* _TAREAS Y EJERCICIOS_
a) Por favor, transcribe del texto sobre el icono de la Trinidad todo lo que va desde "EL ICONO DE" hasta "hacia la contemplación.".
b) Indica si cada afirmación concuerda con el texto sobre el icono de la Trinidad. Contesta sí o no y cita las palabras exactas del texto que lo deciden: (i) La palabra ícono viene del griego y significa "imagen". (ii) El Espíritu Santo sostiene el bastón con la mano derecha. (iii) Dios Padre lleva un manto verde.

::: TEXTO :::

EL ICONO DE LA TRINIDAD DE ANDREI RUBLEV
A lo
largo de los siglos los teólogos han intentado adentrarse en el misterio de la
Trinidad, los santos lo han vivido, los místicos lo han gustado, pero fue
Andrei Rublev quien logró el mejor intento de pintarlo, para introducir en él
al pueblo cristiano. Su icono de la Trinidad es un compendio de teología
trinitaria que se ofrece a la mirada de la fe.
La
palabra ícono (o icono) es de origen griego, y significa “imagen”. Pero en la
tradición cristiana oriental, el ícono es mucho más que “un cuadro”: el ícono
es “como un sacramento”, en cuanto que –desde lo visible – quiere introducirnos
en el misterio invisible de Dios. Por eso, al ícono se lo venera, como la
imagen sagrada que es. Y, sobre todo, el ícono es camino hacia la contemplación.
En
este caso, el icono está inspirado en la visita de “el Señor” a Abraham junto
al encinar de Mambré. A través de esa escena del Antiguo Testamento se abre
todo un campo de simbología teológica que nos conduce hasta Dios Padre, Hijo y
Espíritu Santo.
En
primer lugar podemos ver la escena en general, tenemos Tres Personas sentadas
en torno a una mesa con una copa en medio. La Persona central resalta –además
de su posición – por el intenso rojo de su túnica que contrasta fuertemente con
el azul del manto (rojo: verdadero hombre; azul: verdadero Dios): es el Hijo de
Dios. Viene de un largo camino, por eso el cuello de su túnica está ligeramente
descolocado, una estola dorada cae sobre su hombro derecho. Está mirando hacia
su derecha, hacia Dios Padre que está vestido con una túnica azul casi
totalmente cubierta por un manto semitransparente. Está como recibiendo al
recién llegado, su postura es de reposo. A la derecha tenemos al Espíritu
Santo, cruzado por el bastón que sostiene con la mano izquierda. La mano
derecha casi parece apoyarse en la mesa para levantarse. La túnica es azul,
como en el caso de las otras dos Personas, pero el manto es de un verde igual
al del suelo sobre el que se apoyan los bancos en que están sentados los Tres.

::: REGISTROS :::

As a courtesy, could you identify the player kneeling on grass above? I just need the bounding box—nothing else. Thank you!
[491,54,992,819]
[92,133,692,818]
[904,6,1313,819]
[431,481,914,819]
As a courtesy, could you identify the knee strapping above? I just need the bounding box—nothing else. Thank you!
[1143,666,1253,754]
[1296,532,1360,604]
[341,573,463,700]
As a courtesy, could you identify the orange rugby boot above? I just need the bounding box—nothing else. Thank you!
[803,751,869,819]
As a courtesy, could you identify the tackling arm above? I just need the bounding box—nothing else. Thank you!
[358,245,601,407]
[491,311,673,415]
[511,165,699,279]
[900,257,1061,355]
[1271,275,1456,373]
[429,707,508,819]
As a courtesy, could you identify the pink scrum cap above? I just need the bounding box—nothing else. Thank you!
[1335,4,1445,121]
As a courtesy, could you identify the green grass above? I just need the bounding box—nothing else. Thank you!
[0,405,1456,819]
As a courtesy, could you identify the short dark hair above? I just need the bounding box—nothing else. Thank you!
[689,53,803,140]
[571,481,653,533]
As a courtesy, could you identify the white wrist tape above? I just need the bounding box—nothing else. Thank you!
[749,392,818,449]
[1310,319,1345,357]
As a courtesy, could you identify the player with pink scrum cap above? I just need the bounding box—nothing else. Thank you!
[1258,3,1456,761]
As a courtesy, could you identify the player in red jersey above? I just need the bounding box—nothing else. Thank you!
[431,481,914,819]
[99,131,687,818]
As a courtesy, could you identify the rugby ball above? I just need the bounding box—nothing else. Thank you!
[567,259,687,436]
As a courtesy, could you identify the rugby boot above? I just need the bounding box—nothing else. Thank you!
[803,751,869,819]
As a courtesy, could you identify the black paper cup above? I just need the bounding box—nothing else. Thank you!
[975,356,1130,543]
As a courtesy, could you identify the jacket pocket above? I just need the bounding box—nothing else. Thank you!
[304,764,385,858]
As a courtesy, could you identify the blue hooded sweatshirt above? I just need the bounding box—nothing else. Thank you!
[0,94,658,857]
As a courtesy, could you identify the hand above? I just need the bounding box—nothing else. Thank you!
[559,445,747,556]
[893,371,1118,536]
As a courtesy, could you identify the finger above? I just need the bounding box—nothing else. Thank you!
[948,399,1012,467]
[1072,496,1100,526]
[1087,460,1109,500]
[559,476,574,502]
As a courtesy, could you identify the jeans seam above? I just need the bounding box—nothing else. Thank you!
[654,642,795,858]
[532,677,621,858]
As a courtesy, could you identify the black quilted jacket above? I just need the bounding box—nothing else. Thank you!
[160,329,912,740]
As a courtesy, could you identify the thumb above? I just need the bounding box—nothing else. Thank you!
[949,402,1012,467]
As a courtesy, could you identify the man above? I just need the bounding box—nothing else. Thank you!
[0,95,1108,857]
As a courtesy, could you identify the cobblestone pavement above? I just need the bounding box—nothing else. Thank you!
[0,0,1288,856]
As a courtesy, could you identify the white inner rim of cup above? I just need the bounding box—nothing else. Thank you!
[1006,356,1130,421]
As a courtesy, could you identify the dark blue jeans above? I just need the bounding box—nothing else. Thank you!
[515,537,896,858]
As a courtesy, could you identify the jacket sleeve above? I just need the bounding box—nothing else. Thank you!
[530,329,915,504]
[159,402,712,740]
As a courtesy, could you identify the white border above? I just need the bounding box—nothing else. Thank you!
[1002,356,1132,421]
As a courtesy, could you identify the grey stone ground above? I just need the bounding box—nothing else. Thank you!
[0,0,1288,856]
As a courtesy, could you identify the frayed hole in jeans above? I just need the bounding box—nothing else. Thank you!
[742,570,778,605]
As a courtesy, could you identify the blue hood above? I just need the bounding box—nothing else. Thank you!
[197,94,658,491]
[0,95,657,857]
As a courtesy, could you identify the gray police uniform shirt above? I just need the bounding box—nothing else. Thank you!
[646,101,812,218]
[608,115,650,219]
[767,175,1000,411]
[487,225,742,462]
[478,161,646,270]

:::

* _RESPUESTAS POR TAREA_
a)
EL ICONO DE LA TRINIDAD DE ANDREI RUBLEV
A lo
largo de los siglos los teólogos han intentado adentrarse en el misterio de la
Trinidad, los santos lo han vivido, los místicos lo han gustado, pero fue
Andrei Rublev quien logró el mejor intento de pintarlo, para introducir en él
al pueblo cristiano. Su icono de la Trinidad es un compendio de teología
trinitaria que se ofrece a la mirada de la fe.
La
palabra ícono (o icono) es de origen griego, y significa “imagen”. Pero en la
tradición cristiana oriental, el ícono es mucho más que “un cuadro”: el ícono
es “como un sacramento”, en cuanto que –desde lo visible – quiere introducirnos
en el misterio invisible de Dios. Por eso, al ícono se lo venera, como la
imagen sagrada que es. Y, sobre todo, el ícono es camino hacia la contemplación.

b)
(i) Sí: «es de origen griego, y significa “imagen”».
(ii) No: «cruzado por el bastón que sostiene con la mano izquierda».
(iii) No: «vestido con una túnica azul casi totalmente cubierta por un manto semitransparente».